### Stated task
Update the material below by replacing each occurrence of "Outline" with "Trace". Leave everything else unchanged.

### Given data

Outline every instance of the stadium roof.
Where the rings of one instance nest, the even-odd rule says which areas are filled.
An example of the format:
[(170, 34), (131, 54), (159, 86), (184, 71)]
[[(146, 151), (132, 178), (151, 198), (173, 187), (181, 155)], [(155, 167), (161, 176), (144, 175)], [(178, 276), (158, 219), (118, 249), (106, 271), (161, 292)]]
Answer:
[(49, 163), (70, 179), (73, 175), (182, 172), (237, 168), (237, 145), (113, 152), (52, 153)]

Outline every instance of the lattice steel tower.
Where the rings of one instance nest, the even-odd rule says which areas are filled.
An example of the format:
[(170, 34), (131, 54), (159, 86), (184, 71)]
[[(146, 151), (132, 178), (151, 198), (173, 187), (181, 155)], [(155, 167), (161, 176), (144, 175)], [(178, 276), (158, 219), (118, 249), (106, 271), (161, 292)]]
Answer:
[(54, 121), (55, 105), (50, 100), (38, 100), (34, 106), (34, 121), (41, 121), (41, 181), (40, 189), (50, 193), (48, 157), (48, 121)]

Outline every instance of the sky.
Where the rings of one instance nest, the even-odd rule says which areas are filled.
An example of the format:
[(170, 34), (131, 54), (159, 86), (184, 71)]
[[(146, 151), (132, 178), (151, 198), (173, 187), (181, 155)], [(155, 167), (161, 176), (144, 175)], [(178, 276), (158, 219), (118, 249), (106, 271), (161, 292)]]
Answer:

### Solution below
Trace every instance of the stadium roof.
Where the rings of one instance nest, the even-odd rule says which areas are filled.
An example of the format:
[(170, 34), (131, 54), (159, 86), (184, 71)]
[[(146, 151), (132, 178), (151, 198), (173, 187), (181, 155)], [(155, 167), (161, 176), (144, 175)], [(178, 276), (158, 219), (118, 249), (106, 271), (161, 292)]]
Answer:
[(49, 163), (70, 179), (73, 175), (182, 172), (237, 168), (237, 145), (113, 152), (52, 153)]

Trace every instance of the lattice steel tower.
Where the rings of one instance nest, the even-odd rule says which areas are filled.
An example of the format:
[(170, 34), (131, 54), (159, 86), (184, 71)]
[[(146, 151), (132, 178), (151, 198), (173, 187), (181, 155)], [(155, 167), (161, 176), (144, 175)], [(178, 276), (158, 219), (118, 249), (106, 271), (161, 292)]]
Answer:
[(54, 121), (55, 105), (50, 100), (38, 100), (34, 106), (34, 121), (41, 121), (41, 181), (40, 189), (50, 193), (48, 157), (48, 121)]

Trace every instance of the sky.
Where the rings of one instance nest, the even-odd rule says which areas are filled.
An example of the format:
[(170, 34), (131, 54), (159, 86), (184, 71)]
[[(146, 151), (132, 178), (151, 198), (173, 187), (181, 155)], [(155, 167), (161, 176), (144, 175)], [(178, 276), (158, 219), (118, 249), (106, 271), (161, 292)]]
Answer:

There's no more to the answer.